* **演習の目的**
次の(a)〜(c)が本文の内容と合っているかを判断し、それぞれ「はい」か「いいえ」で答えよ。判断の決め手となる本文の語句をそのまま引用して添えること。
(a) イングマルの父親は外国へ行ったまま戻ってこない。
(b) イングマルの兄はいつも彼にやさしい。
(c) 母親の病状が悪くなり、イングマルは地方に住むグンネルの元に預けられる。

* **読解本文**
自分はスプートニクに積まれて宇宙へ投げ出されたライカ犬に比べればマシだと語るイングマル少年。
父親は出稼ぎで外国に行ったきり戻らず、兄はいじわるでいつもイングマルを苛める。
そして一番愛情を注いでもらいたい母親は病気にかかってしまい寝たきりの生活を送っている。
彼の心の慰めになっているのは愛犬のシッカンだけ。
いつも愛情に飢えており、欲求を満たされないイングマルはトラブルばかり起こしてしまう。
今でいう発達障害に近いところもあるのか欲求を満たすために大声で喚き散らす場面もある。さらにコップを手に取るとぶるぶる震え出すという神経症も持っている。
いよいよ母親の病状が悪くなり、イングマルは地方に住むグンネルの元に預けられることになる。
グンネルも変わり者だが、常に屋根の修理をしているフランソンや、寝たきりでイングマルに女性用の下着のカタログを音読させるサンドベルイなど個性的な人間がこの村にはたくさん住んでいる。

(保存済みデータ項目)
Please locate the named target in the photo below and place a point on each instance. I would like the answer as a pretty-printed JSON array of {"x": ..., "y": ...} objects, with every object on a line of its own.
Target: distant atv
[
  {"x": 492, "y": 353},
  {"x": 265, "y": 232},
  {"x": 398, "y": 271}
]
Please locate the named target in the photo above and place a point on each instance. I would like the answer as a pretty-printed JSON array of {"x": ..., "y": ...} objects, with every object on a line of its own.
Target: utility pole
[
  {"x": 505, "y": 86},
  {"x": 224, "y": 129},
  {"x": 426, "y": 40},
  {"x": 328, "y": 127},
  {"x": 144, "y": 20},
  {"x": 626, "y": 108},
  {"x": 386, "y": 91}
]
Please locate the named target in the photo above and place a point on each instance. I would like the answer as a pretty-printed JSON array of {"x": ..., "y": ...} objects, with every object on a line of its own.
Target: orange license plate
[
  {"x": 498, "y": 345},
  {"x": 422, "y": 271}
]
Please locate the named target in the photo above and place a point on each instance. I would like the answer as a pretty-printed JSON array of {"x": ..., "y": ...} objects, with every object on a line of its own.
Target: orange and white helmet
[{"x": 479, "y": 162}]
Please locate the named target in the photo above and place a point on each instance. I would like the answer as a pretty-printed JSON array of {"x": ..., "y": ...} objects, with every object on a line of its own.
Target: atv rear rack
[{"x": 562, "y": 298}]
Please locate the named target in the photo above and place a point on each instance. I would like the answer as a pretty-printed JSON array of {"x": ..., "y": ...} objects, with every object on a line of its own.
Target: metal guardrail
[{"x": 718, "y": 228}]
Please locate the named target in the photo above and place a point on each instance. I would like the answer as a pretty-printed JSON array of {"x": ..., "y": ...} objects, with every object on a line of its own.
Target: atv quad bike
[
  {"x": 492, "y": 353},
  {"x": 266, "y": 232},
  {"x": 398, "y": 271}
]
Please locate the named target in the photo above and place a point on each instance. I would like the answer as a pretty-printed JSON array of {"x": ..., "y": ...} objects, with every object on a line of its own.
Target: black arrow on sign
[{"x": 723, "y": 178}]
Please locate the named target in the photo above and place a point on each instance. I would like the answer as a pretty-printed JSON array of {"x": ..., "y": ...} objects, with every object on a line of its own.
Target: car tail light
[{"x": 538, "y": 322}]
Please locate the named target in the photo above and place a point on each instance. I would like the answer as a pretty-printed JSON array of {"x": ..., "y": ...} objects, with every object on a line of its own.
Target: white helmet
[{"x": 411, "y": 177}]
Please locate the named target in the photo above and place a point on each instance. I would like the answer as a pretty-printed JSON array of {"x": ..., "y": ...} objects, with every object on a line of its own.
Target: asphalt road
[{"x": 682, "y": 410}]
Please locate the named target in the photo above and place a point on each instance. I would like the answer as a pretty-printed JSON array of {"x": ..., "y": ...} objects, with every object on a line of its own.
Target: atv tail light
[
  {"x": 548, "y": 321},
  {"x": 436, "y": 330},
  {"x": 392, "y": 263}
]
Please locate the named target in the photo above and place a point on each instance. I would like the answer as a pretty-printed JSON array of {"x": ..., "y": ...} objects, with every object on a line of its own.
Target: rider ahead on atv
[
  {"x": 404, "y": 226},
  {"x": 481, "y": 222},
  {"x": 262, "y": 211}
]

* **演習の結果**
(a) はい:「父親は出稼ぎで外国に行ったきり戻らず」
(b) いいえ:「兄はいじわるでいつもイングマルを苛める」
(c) はい:「いよいよ母親の病状が悪くなり、イングマルは地方に住むグンネルの元に預けられることになる」